● PROVIDED PASSAGE:
☆ ☆ ☆ ☆

I’m no economist, but I think I can say this much without getting in too far over my head: by definition, any change in the tax code results in wealth redistribution. For example, the greatest wealth redistribution in decades followed the tax cuts of George W. Bush. It’s just that the money got distributed up. When people call plans “wealth redistribution,” what they mean is they don’t like where the money is headed.
After taking hits for his “47 percent” speech, Mitt Romney changed the subject by resurrecting fear of wealth redistribution. In those remarks, made at a private dinner behind expensive closed doors, Mr Romney characterized half our citizens as lazy moochers.
Being fair-minded, I’ll assume that when he told his pals he didn’t worry about that half of the country, he meant he wouldn’t bother trying to get their votes. On the other hand, he also characterized them as people who’ll never take responsibility for their lives, which seems a little harsh. Now, since Mitt Romney has changed his position on virtually everything he ever said (in the first debate, he dropped the Tea Party like a hot tea bag), I’ll concede that maybe he doesn’t believe that. The point, though, is that he assumes his donors do; people who evidently built their wealth without having to drive on roads or being taught to read. (The price for a plate at that dinner was more than most teachers make in a year. Yum.) I wonder if they know Romney’s parents were once on food stamps?
What those people call wealth redistribution I’d call pitching in. What they see as laziness and dependency I see as mostly hardworking people making too little to owe federal tax, but still paying payroll taxes. Or people receiving benefits after a lifetime of personal responsibility. Are there some who game the system? Yes, there are. But in demeaning nearly half the country (or pretending to, for money) as lazy and irresponsible, the Republican candidate has given us insight, if not into himself, into those whose votes and money he seeks. Now, yet again, he’s reversing himself. My mistake, he says. I wonder if he’ll give back the money he got for those words?
If I’ve made you mad, hold on a minute, because here’s something on which I bet we agree: tax rates of 100 percent are too high and rates of 0 percent are too low. Funny thing is, the parties aren’t all that far apart on where the sweet spot is. While our leaders argue about it, we can look at recent history for guidance. There were the rates under Bill Clinton — for which no Republican voted, saying it’d crash the economy — when 20 million jobs were created, we all paid a little more while lowering the debt, and still the wealthy flourished. Then there are the rates of George W Bush, under which it was the deficits that flourished, and the economy actually did crash. Seems like a useable lesson.
Wealth distribution favored by Republican leaders further enriches the already wealthy (and the defense industry), while leaving too little for the most basic needs of a competitive capitalist society: education, student loans, school lunches for hungry kids, research, environmental protection, health care. And, yes, food stamps. Teachers. Cops. Roads. Bridges. Here in Snohomish County, teachers and police have already been cut back, school programs for at-risk kids eliminated. The Forest Service just ran out of money to fight forest fires. What happens if we let it get even worse?
To me, the distribution favored by Democrats isn’t Robin-Hooding the rich. It’s moving that sweet spot a bit north, to meet the needs of a functioning country. And, according to most analyses, it lowers the deficit more than Republican plans. That’s a good thing, right?
We’ll never have perfectly efficient government, nor completely fair taxation, but if we’re unwilling to ensure that the next generation has access to decent education, a little help along the way if they need it, roads to get there, clean air to breathe, a cool place to rest, I don’t see how we make it as a nation. Call it wealth redistribution if you want. To me, it’s common sense.
Sid Schwab is a longtime, “mostly retired” general surgeon in Everett.

☆ ☆ ☆ ☆

● DATASET EXCERPT:
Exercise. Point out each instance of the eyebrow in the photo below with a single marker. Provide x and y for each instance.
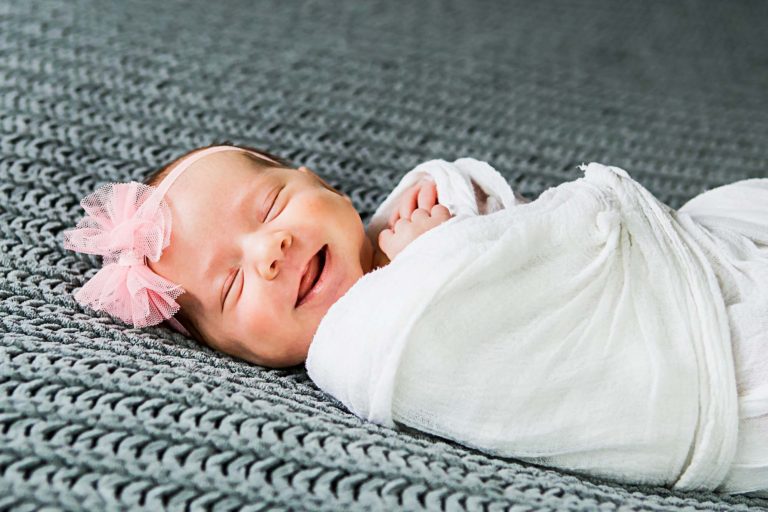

☆ ☆ ☆ ☆

● REQUIRED TASKS:
1. Update the wealth redistribution column's text starting at "To me, the distribution" and ending at "surgeon in Everett.", putting "plain good sense" in place of "common sense".
2. Does the wealth redistribution column support each statement? (a) A plate at the private dinner cost more than most teachers make in a year. (b) The writer is a full-time pediatrician. (c) About 10 million jobs were created under the Clinton tax rates.

● ACTIVITY ANSWERS:
1.
To me, the distribution favored by Democrats isn’t Robin-Hooding the rich. It’s moving that sweet spot a bit north, to meet the needs of a functioning country. And, according to most analyses, it lowers the deficit more than Republican plans. That’s a good thing, right?
We’ll never have perfectly efficient government, nor completely fair taxation, but if we’re unwilling to ensure that the next generation has access to decent education, a little help along the way if they need it, roads to get there, clean air to breathe, a cool place to rest, I don’t see how we make it as a nation. Call it wealth redistribution if you want. To me, it’s plain good sense.
Sid Schwab is a longtime, “mostly retired” general surgeon in Everett.

2.
(a) Yes: "The price for a plate at that dinner was more than most teachers make in a year."
(b) No: "a longtime, “mostly retired” general surgeon in Everett."
(c) No: "when 20 million jobs were created"